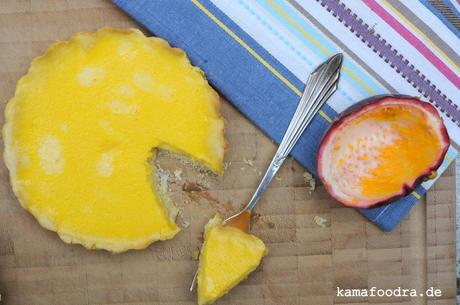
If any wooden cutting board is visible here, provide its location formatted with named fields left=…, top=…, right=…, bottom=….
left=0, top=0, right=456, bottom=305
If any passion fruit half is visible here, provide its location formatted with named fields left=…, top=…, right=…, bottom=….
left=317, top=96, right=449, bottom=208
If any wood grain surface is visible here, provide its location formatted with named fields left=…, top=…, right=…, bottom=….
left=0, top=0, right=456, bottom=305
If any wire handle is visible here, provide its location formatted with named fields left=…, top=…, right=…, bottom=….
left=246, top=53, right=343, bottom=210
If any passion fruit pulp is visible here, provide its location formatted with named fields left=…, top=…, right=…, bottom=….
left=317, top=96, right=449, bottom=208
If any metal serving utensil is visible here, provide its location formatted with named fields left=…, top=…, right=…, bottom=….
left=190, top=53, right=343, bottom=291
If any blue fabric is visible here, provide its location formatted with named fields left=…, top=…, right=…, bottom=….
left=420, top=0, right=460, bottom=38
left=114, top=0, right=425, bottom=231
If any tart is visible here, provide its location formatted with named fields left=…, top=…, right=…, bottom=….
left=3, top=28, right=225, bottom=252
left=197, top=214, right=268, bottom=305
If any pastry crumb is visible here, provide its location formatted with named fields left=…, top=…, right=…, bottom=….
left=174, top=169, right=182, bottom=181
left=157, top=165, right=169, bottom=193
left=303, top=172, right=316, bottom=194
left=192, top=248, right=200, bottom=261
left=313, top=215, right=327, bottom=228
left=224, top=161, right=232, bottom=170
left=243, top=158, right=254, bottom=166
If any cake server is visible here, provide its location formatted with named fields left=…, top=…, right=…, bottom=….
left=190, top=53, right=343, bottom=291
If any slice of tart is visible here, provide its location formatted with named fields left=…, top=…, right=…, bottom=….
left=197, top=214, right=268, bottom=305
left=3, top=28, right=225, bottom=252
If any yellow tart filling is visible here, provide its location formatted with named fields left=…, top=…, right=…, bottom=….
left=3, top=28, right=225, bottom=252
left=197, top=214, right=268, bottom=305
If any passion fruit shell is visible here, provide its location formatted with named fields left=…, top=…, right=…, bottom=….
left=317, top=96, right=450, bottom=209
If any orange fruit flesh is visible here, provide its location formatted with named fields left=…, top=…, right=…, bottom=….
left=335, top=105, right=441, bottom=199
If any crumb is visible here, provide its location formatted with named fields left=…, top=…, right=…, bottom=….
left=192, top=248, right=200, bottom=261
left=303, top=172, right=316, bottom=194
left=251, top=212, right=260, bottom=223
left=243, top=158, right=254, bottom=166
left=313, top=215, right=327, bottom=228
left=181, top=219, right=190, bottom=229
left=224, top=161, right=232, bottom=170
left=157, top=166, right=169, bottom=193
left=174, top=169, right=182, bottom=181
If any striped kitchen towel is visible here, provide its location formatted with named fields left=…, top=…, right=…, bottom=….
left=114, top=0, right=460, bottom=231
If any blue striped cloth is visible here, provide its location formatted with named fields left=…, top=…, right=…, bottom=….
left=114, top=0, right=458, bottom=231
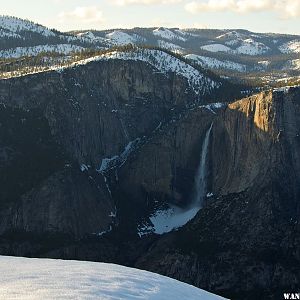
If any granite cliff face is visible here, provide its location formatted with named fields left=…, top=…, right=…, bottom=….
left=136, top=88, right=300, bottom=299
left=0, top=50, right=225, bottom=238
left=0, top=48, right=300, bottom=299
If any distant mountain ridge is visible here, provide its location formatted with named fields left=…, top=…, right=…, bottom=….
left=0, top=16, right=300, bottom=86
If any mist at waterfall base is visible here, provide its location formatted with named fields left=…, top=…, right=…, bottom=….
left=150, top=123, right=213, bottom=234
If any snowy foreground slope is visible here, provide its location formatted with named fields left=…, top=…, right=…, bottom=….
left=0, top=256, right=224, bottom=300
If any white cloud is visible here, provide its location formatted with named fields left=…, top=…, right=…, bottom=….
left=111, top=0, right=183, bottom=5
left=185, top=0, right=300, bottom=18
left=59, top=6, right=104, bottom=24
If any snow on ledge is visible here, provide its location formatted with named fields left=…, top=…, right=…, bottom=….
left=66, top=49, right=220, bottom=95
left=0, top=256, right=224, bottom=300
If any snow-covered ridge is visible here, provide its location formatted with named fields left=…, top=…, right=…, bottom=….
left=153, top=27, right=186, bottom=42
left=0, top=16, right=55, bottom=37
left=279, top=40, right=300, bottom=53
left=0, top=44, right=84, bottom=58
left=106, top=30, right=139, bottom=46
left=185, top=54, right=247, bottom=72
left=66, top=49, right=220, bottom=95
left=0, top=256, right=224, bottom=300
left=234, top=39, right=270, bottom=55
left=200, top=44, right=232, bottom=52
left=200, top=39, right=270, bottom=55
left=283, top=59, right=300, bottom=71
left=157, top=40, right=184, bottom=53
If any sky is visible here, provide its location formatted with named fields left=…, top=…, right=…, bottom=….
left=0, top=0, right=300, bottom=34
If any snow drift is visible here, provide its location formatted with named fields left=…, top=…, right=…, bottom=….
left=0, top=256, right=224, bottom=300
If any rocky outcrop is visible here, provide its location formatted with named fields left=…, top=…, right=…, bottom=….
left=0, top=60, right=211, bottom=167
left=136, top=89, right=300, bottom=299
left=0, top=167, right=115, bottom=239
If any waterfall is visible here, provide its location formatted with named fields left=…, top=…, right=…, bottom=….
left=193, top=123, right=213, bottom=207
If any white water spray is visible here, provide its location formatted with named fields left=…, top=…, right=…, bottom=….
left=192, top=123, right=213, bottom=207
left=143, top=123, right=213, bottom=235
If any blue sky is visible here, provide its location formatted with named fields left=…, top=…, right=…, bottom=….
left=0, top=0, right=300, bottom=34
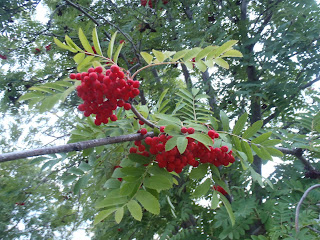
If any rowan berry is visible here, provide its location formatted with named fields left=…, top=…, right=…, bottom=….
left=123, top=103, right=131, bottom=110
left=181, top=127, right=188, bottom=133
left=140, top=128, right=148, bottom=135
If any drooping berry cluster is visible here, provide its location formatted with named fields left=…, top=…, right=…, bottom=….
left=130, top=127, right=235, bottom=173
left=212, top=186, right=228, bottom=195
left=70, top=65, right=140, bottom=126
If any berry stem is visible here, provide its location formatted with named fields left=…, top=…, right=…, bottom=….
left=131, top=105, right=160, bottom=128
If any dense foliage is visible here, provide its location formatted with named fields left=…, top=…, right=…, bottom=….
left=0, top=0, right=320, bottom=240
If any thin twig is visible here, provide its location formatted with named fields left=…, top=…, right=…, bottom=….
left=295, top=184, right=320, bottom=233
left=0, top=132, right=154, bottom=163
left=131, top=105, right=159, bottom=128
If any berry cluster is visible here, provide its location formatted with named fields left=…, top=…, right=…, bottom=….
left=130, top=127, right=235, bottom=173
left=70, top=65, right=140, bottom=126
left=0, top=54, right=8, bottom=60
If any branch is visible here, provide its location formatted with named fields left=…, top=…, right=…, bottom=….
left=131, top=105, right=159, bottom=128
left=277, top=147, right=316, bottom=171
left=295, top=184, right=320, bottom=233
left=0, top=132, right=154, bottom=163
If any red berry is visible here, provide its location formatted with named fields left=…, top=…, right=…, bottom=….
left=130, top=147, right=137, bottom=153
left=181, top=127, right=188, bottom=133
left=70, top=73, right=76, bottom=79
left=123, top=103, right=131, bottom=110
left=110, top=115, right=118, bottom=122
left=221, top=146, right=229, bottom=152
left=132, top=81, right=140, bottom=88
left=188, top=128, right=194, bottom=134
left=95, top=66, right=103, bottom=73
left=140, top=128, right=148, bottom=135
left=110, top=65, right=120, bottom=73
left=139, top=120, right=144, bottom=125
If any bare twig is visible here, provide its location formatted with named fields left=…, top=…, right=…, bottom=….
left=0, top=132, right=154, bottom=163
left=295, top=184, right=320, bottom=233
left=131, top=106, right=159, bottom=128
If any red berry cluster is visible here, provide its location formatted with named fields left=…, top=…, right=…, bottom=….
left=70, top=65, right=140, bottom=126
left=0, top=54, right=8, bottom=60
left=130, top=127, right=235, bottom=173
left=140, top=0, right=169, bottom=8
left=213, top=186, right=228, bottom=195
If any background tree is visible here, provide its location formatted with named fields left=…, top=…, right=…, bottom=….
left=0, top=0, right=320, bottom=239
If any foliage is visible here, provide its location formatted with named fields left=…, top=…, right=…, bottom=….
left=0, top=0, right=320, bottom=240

+ + + + +

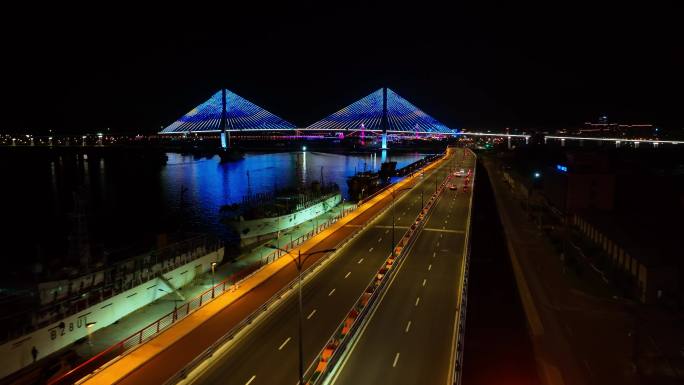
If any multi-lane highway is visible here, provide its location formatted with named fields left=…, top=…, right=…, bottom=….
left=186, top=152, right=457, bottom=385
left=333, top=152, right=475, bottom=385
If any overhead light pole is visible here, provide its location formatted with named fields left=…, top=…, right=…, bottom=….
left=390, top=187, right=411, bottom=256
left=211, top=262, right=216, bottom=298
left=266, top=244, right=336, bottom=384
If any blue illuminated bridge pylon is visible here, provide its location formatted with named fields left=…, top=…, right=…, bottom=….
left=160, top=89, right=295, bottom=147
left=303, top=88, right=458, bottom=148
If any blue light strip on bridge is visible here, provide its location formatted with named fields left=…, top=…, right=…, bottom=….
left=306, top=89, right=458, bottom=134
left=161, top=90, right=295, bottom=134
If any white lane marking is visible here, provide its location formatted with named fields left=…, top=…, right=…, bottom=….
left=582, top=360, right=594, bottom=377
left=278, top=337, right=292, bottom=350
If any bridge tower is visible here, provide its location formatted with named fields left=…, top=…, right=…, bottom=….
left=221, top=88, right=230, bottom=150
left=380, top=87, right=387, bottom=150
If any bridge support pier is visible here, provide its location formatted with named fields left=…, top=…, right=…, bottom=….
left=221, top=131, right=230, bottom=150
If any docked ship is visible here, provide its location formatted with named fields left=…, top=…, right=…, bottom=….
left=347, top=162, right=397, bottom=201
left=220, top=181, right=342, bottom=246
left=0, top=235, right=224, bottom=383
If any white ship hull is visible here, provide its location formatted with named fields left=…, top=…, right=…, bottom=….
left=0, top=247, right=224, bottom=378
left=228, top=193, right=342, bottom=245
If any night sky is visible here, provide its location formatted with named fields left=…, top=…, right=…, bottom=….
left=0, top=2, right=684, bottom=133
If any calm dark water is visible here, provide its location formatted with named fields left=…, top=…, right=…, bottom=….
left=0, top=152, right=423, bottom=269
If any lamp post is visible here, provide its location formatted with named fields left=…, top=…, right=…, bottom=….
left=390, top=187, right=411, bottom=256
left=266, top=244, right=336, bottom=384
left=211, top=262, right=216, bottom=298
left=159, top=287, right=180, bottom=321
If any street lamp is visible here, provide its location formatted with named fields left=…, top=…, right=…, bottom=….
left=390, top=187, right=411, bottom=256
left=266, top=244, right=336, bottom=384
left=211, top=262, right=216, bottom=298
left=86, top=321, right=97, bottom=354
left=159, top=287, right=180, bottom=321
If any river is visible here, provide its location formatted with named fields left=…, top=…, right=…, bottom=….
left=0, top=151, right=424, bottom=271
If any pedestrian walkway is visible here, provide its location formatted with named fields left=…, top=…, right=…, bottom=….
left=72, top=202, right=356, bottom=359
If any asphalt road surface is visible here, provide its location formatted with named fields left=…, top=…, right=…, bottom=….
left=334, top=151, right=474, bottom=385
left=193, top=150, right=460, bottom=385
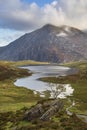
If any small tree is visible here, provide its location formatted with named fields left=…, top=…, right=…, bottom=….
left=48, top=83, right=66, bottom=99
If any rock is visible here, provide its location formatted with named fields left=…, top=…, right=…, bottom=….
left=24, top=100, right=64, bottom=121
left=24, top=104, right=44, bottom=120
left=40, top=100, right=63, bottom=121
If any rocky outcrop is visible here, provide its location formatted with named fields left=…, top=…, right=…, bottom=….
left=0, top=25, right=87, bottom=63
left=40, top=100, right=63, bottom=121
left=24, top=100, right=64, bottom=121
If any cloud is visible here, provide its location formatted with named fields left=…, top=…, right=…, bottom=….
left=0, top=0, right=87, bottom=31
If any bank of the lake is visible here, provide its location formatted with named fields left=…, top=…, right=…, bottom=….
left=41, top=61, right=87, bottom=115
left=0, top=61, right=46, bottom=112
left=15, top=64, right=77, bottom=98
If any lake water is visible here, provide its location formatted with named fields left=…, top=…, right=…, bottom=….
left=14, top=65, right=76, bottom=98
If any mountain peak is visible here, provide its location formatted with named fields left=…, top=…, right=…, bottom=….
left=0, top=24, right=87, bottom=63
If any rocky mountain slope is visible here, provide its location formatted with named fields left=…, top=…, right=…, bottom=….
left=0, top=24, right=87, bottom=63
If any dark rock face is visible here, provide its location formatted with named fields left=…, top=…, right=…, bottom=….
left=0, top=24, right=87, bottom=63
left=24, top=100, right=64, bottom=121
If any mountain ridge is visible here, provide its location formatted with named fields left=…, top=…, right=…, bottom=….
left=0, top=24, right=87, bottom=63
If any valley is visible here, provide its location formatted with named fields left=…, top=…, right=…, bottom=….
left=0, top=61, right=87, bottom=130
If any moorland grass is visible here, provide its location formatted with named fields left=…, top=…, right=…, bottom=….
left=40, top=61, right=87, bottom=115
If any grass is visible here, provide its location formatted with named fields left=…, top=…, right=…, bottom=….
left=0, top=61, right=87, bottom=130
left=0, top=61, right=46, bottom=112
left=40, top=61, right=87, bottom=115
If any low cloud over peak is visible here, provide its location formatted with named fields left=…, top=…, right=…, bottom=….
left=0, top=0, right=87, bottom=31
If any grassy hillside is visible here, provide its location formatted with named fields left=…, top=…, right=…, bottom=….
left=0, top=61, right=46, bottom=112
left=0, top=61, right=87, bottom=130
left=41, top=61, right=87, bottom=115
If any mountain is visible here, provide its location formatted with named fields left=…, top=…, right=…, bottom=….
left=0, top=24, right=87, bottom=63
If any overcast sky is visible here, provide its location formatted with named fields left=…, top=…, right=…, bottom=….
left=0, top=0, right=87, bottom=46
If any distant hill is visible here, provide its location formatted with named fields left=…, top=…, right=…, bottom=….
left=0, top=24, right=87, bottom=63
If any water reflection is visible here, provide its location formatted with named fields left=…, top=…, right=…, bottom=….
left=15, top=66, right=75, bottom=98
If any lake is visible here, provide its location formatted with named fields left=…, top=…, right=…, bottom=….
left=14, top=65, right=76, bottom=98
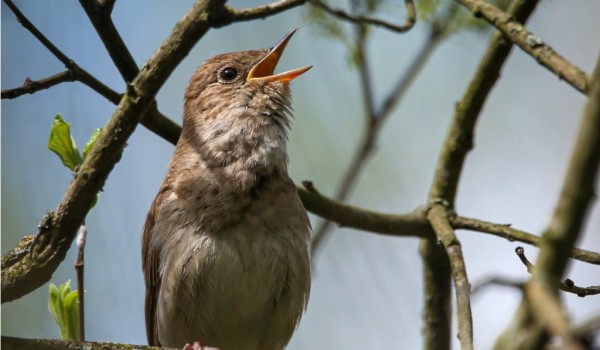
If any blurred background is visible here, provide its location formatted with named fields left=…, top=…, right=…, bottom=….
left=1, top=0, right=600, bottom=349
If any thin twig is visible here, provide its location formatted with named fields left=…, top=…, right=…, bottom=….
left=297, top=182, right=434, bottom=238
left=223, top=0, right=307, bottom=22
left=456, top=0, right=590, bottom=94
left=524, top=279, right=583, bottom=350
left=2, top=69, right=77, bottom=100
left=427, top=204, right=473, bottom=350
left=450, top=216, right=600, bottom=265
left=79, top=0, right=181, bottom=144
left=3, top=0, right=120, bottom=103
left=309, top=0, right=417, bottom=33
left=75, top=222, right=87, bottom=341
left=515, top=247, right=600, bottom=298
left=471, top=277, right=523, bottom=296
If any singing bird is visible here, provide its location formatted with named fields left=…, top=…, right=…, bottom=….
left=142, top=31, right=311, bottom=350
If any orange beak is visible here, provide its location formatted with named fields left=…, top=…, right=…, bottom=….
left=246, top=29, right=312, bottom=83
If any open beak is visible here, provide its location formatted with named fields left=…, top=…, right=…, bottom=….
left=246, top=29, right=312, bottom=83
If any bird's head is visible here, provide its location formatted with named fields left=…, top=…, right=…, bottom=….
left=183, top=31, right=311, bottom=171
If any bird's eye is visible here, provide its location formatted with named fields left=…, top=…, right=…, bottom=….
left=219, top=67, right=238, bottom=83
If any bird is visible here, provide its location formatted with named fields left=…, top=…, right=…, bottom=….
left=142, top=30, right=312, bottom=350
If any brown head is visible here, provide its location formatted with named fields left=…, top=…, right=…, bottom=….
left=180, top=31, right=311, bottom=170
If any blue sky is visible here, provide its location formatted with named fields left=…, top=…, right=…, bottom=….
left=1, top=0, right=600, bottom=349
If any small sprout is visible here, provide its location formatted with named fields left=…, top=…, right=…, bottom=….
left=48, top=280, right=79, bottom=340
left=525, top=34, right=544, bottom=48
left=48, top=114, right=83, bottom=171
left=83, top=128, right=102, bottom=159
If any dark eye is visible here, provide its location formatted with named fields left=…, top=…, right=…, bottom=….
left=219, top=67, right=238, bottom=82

+ + + + +

**TASK INSTRUCTIONS:** In the part of the data that opens with the line containing "If any calm" and closes with the line containing "left=48, top=83, right=66, bottom=99", replace "provide its location" with "give its position" and write those lines out again with nothing else changed. Leave the pictures out of your answer.

**SOLUTION BELOW:**
If any calm dark water is visible here, give its position formatted with named fields left=…, top=…, right=…, bottom=….
left=0, top=152, right=423, bottom=269
If any lamp post is visible here, give its position formatted with named fields left=…, top=…, right=…, bottom=….
left=390, top=187, right=411, bottom=256
left=266, top=244, right=336, bottom=384
left=211, top=262, right=216, bottom=298
left=159, top=287, right=180, bottom=321
If any street lamp is visible here, give its position formatted with named fields left=…, top=…, right=…, bottom=….
left=390, top=187, right=411, bottom=256
left=266, top=244, right=336, bottom=384
left=211, top=262, right=216, bottom=298
left=86, top=321, right=97, bottom=354
left=159, top=287, right=180, bottom=321
If any river is visible here, give its position formatted with named fields left=…, top=…, right=…, bottom=….
left=0, top=151, right=424, bottom=271
If any pedestrian walkway is visible here, give its position formatted with named fields left=…, top=…, right=…, bottom=….
left=72, top=202, right=356, bottom=359
If any asphalt road surface is visible here, give its position formatted with named fields left=…, top=…, right=…, bottom=….
left=334, top=151, right=474, bottom=385
left=193, top=150, right=460, bottom=385
If any small tree is visible here, give its position formatted with named fields left=…, top=…, right=…, bottom=….
left=48, top=83, right=66, bottom=99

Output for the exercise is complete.